[Records of labeled points]
■ ■ ■

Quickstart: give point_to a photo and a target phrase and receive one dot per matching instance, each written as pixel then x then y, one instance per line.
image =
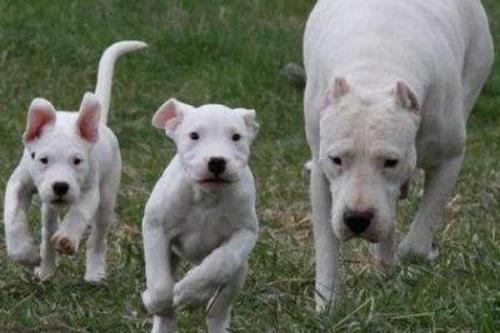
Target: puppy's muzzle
pixel 358 221
pixel 60 188
pixel 217 165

■ ■ ■

- STATED GOAL: Give each nonblank line of the material above as a row of a Markdown table with the columns "No." and "Line," numbering the rows in order. Omit the pictures.

- TASK RESPONSE:
| No. | Line |
|---|---|
| 1 | Quickstart: give point_to a photo and a target phrase and receive one dot per matching instance, each written as pixel then x then y, one instance per line. |
| 2 | image = |
| 3 | Target: puppy's muzzle |
| 4 | pixel 358 221 |
| 5 | pixel 60 188 |
| 6 | pixel 217 165 |